Jurriën Stutterheim wrote:

Zeev gave a very nice example of this at the Dutch PHP Conference
last saturday by comparing a Java Hello World to a PHP Hello World.
Just as a side note, what's the big difference here?

PHP:
<?= "Hello World!" ?>
<?php echo "Hello World!" ?>

JSP:
<%= "Hello World!" %>
<% out.println("Hello World!") %>

It was a J2EE example with an entire class dedicated to the Hello World. It probably wasn't a fair comparison, but it got the point of PHP being an easy language across.

PHP does not have a J2EE equivalent - e.g. it doesn't have aplication servers, container managed classes, application scope, etc. The comparison is not even unfair - they shouldn't be compared at all. JSP and PHP, on the other hand, have many similarities and JSP is as simple as PHP when it comes to hello world application.

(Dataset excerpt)
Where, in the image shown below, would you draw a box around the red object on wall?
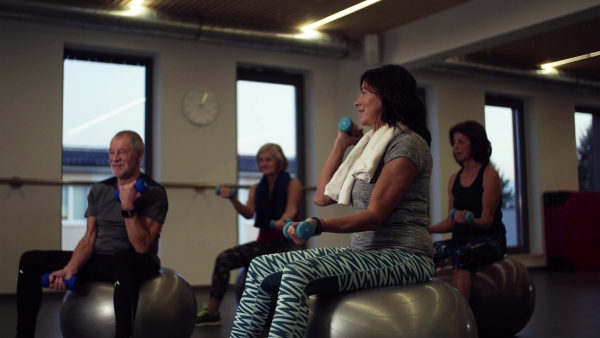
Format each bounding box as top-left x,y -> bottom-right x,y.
544,191 -> 600,271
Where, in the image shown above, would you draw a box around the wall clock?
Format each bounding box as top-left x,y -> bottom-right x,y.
183,87 -> 219,126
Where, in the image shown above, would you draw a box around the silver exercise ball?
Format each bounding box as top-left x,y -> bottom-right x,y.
434,257 -> 535,337
305,279 -> 478,338
60,268 -> 196,338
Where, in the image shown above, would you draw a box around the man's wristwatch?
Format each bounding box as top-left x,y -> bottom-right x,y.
121,209 -> 135,218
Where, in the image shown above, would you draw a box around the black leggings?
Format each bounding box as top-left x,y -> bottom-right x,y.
210,240 -> 304,300
17,251 -> 160,337
433,236 -> 506,271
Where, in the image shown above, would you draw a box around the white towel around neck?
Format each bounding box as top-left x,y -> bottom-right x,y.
325,124 -> 406,205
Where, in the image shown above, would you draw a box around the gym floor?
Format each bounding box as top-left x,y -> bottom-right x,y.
0,269 -> 600,338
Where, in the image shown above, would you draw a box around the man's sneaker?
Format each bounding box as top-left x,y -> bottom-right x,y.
196,303 -> 221,326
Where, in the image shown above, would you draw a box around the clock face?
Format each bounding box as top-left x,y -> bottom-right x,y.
183,87 -> 219,126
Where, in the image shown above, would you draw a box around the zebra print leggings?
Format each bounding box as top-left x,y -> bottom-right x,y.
231,248 -> 434,338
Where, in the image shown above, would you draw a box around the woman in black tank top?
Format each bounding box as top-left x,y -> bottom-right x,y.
429,121 -> 506,301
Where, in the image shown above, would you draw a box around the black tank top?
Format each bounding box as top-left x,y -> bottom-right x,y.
452,165 -> 506,242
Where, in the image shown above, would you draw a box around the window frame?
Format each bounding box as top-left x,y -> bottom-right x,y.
62,47 -> 154,177
485,94 -> 530,254
573,105 -> 600,191
236,66 -> 306,219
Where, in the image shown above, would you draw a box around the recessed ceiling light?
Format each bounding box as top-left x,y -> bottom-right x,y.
300,0 -> 381,31
541,51 -> 600,69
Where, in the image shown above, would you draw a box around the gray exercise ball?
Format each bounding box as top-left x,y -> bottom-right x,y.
434,257 -> 535,337
305,279 -> 478,338
60,268 -> 197,338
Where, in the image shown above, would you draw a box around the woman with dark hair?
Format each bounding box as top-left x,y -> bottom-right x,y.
428,121 -> 506,301
196,143 -> 304,326
231,65 -> 434,338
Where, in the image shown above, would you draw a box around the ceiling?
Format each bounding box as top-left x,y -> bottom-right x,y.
0,0 -> 600,88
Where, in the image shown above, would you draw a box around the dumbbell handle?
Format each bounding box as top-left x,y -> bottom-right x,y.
114,178 -> 148,203
450,209 -> 475,223
338,117 -> 354,133
42,273 -> 77,291
215,186 -> 237,198
269,218 -> 293,229
283,221 -> 315,240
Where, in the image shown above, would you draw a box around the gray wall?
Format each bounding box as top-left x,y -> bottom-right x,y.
0,7 -> 600,293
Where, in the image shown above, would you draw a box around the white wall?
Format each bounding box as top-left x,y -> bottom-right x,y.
0,13 -> 600,293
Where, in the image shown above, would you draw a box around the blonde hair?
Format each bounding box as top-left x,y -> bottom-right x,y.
113,130 -> 144,154
256,143 -> 288,171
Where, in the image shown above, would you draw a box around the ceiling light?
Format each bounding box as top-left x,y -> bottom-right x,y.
300,0 -> 381,31
541,51 -> 600,69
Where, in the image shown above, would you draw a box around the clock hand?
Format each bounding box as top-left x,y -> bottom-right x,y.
200,93 -> 208,108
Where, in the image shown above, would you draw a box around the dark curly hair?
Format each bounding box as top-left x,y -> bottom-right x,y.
359,65 -> 431,145
448,120 -> 492,165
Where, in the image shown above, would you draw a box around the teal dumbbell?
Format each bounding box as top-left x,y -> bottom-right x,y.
338,117 -> 354,134
114,178 -> 148,203
450,209 -> 475,223
269,218 -> 292,229
42,273 -> 77,291
215,186 -> 237,198
283,221 -> 315,240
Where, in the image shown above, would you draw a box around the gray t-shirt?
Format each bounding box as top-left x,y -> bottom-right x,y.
350,129 -> 433,257
85,175 -> 168,256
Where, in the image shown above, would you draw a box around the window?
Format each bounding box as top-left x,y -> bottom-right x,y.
237,68 -> 304,244
62,49 -> 152,250
575,107 -> 600,191
485,95 -> 529,253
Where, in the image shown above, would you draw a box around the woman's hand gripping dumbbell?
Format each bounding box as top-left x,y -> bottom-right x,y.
283,217 -> 323,241
42,273 -> 78,291
215,186 -> 237,199
450,209 -> 475,223
338,117 -> 363,137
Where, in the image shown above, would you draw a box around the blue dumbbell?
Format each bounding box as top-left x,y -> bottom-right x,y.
338,117 -> 354,133
282,222 -> 294,239
114,178 -> 148,203
42,273 -> 77,291
450,209 -> 475,223
283,221 -> 315,240
215,186 -> 237,198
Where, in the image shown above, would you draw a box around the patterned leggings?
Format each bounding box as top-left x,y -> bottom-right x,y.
210,240 -> 304,300
231,248 -> 434,338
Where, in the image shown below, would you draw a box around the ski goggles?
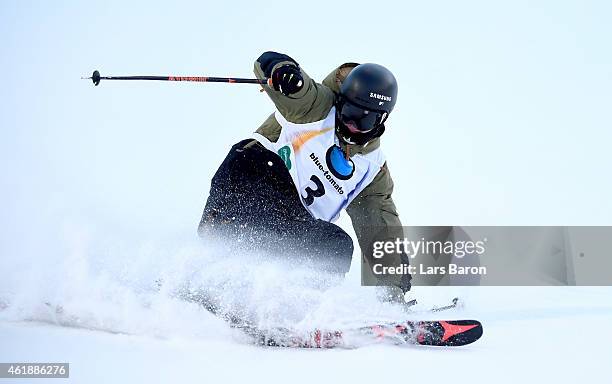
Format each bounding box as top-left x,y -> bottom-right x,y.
340,99 -> 388,133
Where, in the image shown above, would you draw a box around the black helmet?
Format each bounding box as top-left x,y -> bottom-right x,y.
336,63 -> 397,144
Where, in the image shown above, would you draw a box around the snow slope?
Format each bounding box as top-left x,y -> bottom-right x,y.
0,228 -> 612,383
0,0 -> 612,384
0,288 -> 612,383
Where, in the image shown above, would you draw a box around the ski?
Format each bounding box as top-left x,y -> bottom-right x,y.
234,320 -> 483,348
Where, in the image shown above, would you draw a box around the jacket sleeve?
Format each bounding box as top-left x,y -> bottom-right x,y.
254,52 -> 335,124
346,163 -> 410,292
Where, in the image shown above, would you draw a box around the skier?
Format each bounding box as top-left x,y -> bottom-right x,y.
198,52 -> 410,293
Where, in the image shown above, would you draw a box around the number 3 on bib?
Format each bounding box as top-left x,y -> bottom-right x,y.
302,175 -> 325,206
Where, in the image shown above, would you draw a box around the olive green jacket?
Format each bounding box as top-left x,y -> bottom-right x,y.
254,61 -> 408,285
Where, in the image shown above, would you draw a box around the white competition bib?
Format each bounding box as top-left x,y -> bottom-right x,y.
253,107 -> 385,221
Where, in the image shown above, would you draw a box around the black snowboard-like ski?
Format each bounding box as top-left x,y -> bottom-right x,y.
234,320 -> 482,348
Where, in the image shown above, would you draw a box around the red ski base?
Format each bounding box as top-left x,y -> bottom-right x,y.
238,320 -> 482,348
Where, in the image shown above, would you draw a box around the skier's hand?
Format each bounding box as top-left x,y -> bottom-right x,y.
270,64 -> 304,96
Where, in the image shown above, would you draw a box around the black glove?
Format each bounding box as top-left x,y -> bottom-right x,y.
271,64 -> 304,96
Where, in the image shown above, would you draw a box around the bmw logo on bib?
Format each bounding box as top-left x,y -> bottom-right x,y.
325,145 -> 355,180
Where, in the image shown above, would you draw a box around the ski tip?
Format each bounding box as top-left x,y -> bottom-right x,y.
91,70 -> 100,86
417,320 -> 483,347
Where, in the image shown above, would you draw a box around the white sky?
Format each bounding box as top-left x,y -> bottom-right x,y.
0,1 -> 612,251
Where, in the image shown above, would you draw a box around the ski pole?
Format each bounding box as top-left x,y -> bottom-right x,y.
81,70 -> 268,86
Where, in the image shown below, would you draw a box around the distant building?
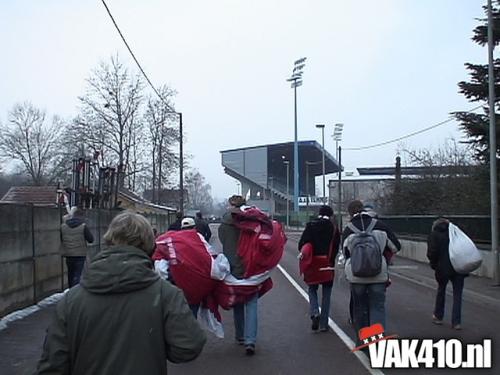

## Written instruction
Reproduce everything in the PHP and JSP message above, from "Zeev gave a" down to "big difference here?".

## Output of the exercise
Zeev gave a very nice example of this at the Dutch PHP Conference
last saturday by comparing a Java Hello World to a PHP Hello World.
Just as a side note, what's the big difference here?